I really liked it, 8/10


----------



## CertifiedCervine (Aug 7, 2019)

Captain TrashPanda said:


> I really liked it, 8/10


Really digging that guy’s singing. Definitely saving this!
9/10


----------



## Captain TrashPanda (Aug 7, 2019)

CertifiedCervine said:


> Really digging that guy’s singing. Definitely saving this!
> 9/10


Wow, that's really nice ngl. Not my kind of music but still, 7/10




Psst Cervine, if you like Haunts Me, go look up The Crew 2 Infinite Country, it's one of the radio stations off the game


----------



## foussiremix (Aug 14, 2019)

9/10
Liked it


----------



## AceQuorthon (Aug 15, 2019)

foussiremix said:


> 9/10
> Liked it



0/10 because Square Enix has blocked it for me lol


----------



## foussiremix (Aug 15, 2019)

AceQuorthon said:


> 0/10 because Square Enix has blocked it for me lol


And I oop, didnt notice they took it down.
Also 8/10


----------



## Cyanomega (Aug 24, 2019)

I honestly liked the instrumentals but not so much the vocals.

and also I kind of though I was watching an ad for 2 minutes.

6/10   

[


----------



## StealthMode (Aug 26, 2019)

Cyanomega said:


> I honestly liked the instrumentals but not so much the vocals.
> 
> and also I kind of though I was watching an ad for 2 minutes.
> 
> ...


7/10

Very relaxing. I think I'll save that song


----------



## Nimah (Aug 26, 2019)

StealthMode said:


> 7/10
> 
> Very relaxing. I think I'll save that song




7/10 a classic, but a little bit repetitious for me.


----------



## Cyanomega (Aug 26, 2019)

Really took me a while to get into it but I'm into it. Kind of like a mesh of the talking heads and MGMT.

had to re listen to it twice.

7/10

[


----------



## Foxosh (Aug 29, 2019)

Man that song was cool but im not sure what to rate it


----------



## Rusty_Raccoon (Aug 29, 2019)

It's Jimi Hendrix, it's pretty good 8/10


----------



## Foxosh (Aug 29, 2019)

Not bad 7/10
Now try this


----------



## Rusty_Raccoon (Aug 29, 2019)

Oh hey, a Lynnyrd Skynyrd song that isn't Free Bird or Sweet Home Alabama. I think it's good, 7/10.


----------



## Nimah (Aug 31, 2019)

7/10 my dad like The Police, so it kind of reminds me childhood and family car trips. To be fair i've no idea about what they are saying, but it's catchy.


----------



## Cyanomega (Aug 31, 2019)

I love the vocals and the instrumentals. Also I'm a sucker for anything that sounds like the 30s thru the 50s. It's also just a fun song. Could have sworn I hear a version of this with a female singer.
8/10
[


----------



## Foxosh (Sep 19, 2019)

Beginning sounds like video games. Didn't have earbuds so i couldn't get the words

One from the greatest michigan band


----------



## Cyanomega (Oct 19, 2019)

I really love it, mainly because it's weird and fun as all.

- Data provided:

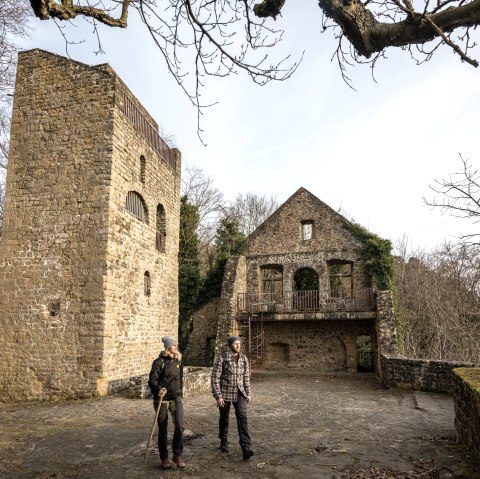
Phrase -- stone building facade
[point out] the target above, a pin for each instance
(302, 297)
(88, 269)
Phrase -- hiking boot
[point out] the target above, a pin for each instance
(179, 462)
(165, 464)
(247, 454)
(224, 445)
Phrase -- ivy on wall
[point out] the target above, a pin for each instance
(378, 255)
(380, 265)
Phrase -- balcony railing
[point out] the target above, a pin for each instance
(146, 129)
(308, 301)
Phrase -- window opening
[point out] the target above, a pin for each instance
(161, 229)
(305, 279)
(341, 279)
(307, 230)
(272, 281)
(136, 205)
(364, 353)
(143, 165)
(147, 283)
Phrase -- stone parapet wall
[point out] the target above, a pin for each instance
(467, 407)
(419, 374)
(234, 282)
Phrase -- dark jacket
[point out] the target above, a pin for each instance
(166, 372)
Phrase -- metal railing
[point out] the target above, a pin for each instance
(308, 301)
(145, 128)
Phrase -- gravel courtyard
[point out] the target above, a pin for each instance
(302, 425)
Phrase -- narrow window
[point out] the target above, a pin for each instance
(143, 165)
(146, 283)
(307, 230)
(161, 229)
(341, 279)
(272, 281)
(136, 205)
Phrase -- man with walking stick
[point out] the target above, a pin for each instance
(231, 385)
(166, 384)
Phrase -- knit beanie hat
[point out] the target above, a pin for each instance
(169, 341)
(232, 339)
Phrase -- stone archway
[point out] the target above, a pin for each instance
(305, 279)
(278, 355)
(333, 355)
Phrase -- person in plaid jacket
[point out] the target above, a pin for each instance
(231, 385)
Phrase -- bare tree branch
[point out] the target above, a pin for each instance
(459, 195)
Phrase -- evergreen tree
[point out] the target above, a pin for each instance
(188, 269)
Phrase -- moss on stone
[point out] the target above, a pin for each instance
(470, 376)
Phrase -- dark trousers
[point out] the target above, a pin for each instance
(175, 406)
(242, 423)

==

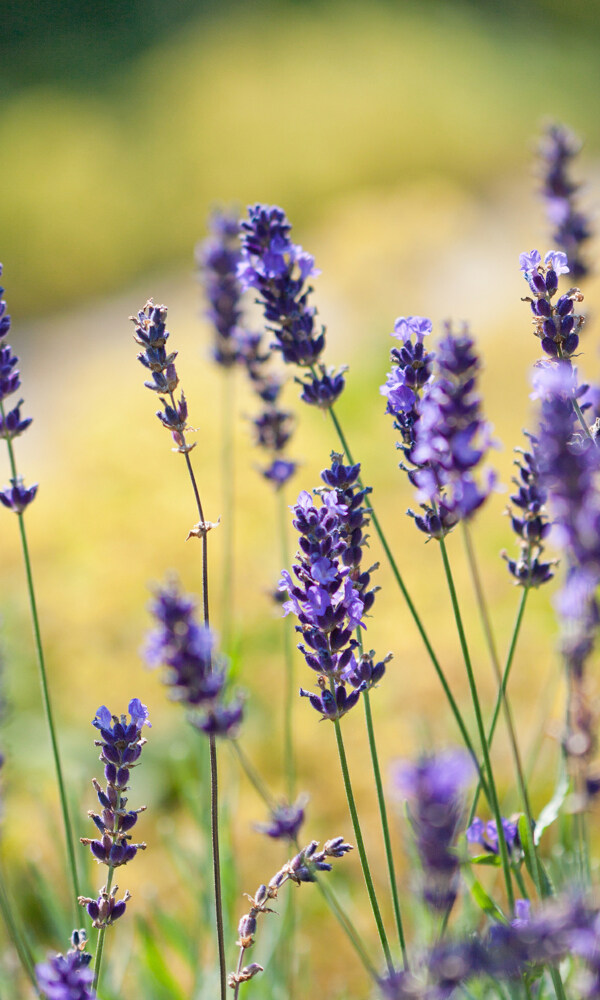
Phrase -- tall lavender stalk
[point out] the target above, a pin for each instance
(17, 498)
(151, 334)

- What you need to do:
• A. Answer these questions using the forum thread above:
(i) What rating does StealthMode give the song?
(ii) Which company does AceQuorthon say has blocked the video?
(iii) Which two acts does Cyanomega compare a song to in the post dated Aug 26, 2019?
• B. Show each line in the rows above that contains the string "tree", treating uppercase and lowercase letters as different.

- Responses by task:
• A.
(i) 7/10
(ii) Square Enix
(iii) The Talking Heads and MGMT

• B.
Phrase -- bare tree branch
Phrase -- evergreen tree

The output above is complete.